## [Objective]
In the items that follow, take the line containing "Dear assistant, the user would like the orange trousers" and each line after it through the line containing "[373,279,503,499]", and lay them out as a numbered list. Omit any blank lines.

--------------------------------------------------

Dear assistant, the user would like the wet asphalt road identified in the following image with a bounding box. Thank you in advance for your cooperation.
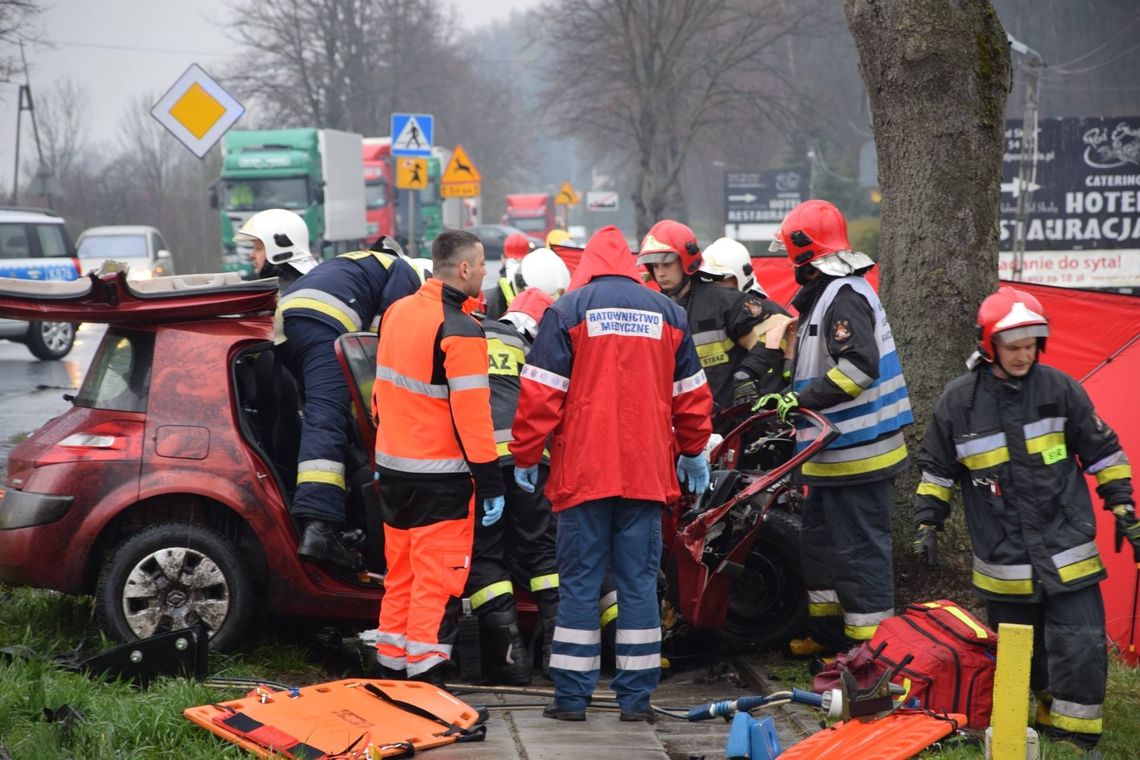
[0,325,106,474]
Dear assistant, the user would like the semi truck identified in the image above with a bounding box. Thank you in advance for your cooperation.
[364,137,398,240]
[211,129,367,273]
[506,193,554,245]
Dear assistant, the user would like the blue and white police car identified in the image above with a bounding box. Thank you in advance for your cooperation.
[0,207,80,360]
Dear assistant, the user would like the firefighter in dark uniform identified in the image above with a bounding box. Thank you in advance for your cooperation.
[914,286,1140,749]
[481,232,535,319]
[756,201,914,654]
[637,219,795,421]
[239,209,420,567]
[466,287,559,685]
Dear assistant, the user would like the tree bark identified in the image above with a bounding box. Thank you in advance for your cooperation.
[844,0,1010,553]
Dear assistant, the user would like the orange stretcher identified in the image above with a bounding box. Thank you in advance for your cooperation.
[780,710,966,760]
[182,679,487,760]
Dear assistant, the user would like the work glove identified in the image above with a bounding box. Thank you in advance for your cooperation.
[514,465,538,493]
[677,453,709,493]
[752,391,799,423]
[1113,504,1140,562]
[911,523,942,567]
[732,371,759,407]
[483,496,506,528]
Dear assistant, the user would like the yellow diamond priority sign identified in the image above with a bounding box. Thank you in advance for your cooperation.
[150,64,245,158]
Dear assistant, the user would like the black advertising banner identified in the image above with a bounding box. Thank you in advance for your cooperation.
[1000,117,1140,287]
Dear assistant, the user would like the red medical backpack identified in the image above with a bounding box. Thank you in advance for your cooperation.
[813,599,998,728]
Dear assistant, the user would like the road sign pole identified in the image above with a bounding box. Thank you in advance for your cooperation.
[408,190,420,259]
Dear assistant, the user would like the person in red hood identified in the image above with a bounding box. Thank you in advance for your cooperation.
[510,227,713,720]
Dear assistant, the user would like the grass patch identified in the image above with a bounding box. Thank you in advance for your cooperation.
[0,586,359,760]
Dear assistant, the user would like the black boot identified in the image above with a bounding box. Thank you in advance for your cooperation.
[535,588,559,680]
[479,607,530,686]
[296,520,364,570]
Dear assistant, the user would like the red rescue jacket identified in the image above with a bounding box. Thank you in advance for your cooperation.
[510,227,713,512]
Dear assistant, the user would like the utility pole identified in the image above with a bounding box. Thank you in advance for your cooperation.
[1009,36,1045,283]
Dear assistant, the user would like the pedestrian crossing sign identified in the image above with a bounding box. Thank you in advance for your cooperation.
[396,158,428,190]
[150,64,245,158]
[392,114,435,158]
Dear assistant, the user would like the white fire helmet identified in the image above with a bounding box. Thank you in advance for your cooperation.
[700,237,764,293]
[234,209,317,275]
[519,248,570,299]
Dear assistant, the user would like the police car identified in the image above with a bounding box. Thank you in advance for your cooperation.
[0,207,80,360]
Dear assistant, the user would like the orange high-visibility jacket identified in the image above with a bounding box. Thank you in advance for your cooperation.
[372,279,504,499]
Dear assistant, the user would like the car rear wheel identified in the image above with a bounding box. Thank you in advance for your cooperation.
[720,509,807,647]
[96,523,255,651]
[27,322,75,361]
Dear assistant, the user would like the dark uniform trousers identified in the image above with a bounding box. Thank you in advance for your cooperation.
[800,479,895,652]
[279,314,350,523]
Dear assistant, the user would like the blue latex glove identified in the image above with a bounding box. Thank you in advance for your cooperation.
[677,453,709,493]
[514,465,538,493]
[752,391,799,422]
[483,496,506,528]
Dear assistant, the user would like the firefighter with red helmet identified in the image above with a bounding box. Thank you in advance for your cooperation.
[914,286,1140,749]
[483,232,535,319]
[757,201,914,653]
[466,288,570,685]
[637,219,795,417]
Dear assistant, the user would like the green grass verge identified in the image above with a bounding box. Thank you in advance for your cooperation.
[0,587,1140,760]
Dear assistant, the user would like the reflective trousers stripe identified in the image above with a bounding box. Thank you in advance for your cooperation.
[469,581,514,610]
[296,459,347,489]
[530,573,559,591]
[1049,700,1105,734]
[615,653,661,670]
[551,653,602,673]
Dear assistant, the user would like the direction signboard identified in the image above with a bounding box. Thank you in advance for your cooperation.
[439,145,483,198]
[396,158,428,190]
[554,180,581,206]
[586,190,618,211]
[999,117,1140,287]
[150,64,245,158]
[392,114,435,158]
[724,169,807,240]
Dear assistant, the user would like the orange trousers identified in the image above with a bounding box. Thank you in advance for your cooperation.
[376,498,474,678]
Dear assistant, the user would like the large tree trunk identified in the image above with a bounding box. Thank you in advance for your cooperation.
[844,0,1010,565]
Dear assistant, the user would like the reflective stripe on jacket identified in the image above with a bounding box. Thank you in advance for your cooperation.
[274,251,420,343]
[792,277,914,484]
[915,365,1132,599]
[373,279,503,499]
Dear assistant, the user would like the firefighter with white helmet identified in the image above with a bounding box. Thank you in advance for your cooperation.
[234,209,317,291]
[914,286,1140,749]
[637,219,795,419]
[259,209,420,567]
[700,237,768,299]
[515,248,570,299]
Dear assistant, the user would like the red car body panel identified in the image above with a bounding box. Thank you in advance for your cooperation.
[0,273,381,620]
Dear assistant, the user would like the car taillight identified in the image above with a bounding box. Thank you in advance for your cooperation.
[35,419,143,465]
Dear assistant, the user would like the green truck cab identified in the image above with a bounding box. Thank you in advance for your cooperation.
[211,129,367,275]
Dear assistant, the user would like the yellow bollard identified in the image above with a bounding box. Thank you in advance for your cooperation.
[990,623,1033,760]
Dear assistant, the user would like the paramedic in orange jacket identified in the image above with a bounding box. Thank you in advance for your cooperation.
[372,230,504,684]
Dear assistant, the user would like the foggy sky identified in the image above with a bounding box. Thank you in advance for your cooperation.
[0,0,540,188]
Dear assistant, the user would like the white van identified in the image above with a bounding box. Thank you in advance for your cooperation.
[78,224,174,280]
[0,207,79,360]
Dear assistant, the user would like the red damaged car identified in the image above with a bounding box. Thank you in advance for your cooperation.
[0,273,392,648]
[0,272,822,649]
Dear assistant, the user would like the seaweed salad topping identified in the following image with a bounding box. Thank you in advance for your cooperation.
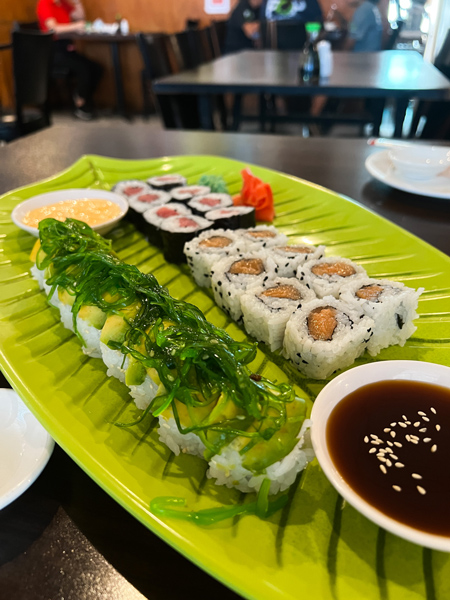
[36,219,295,455]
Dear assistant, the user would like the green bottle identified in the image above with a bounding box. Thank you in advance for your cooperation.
[300,23,322,83]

--------------------------------------------------

## [Finished exercise]
1. Dear assistant, the user would like the orange trousers identified in the image above with a bounding box. Thank you in advance for your cooperation.
2. [376,498,474,678]
3. Dear assistant, the user would like the large tree trunk identified in the image above with a bounding box. Thank you in advance for your cooperation.
4. [844,0,1010,565]
5. Dear assistant, the user would like the reflective stripe on jacket identified in the image above with a bounding box. Thank you in advance for your cooperation.
6. [274,251,420,343]
7. [792,277,914,484]
8. [915,365,1132,599]
9. [373,279,503,499]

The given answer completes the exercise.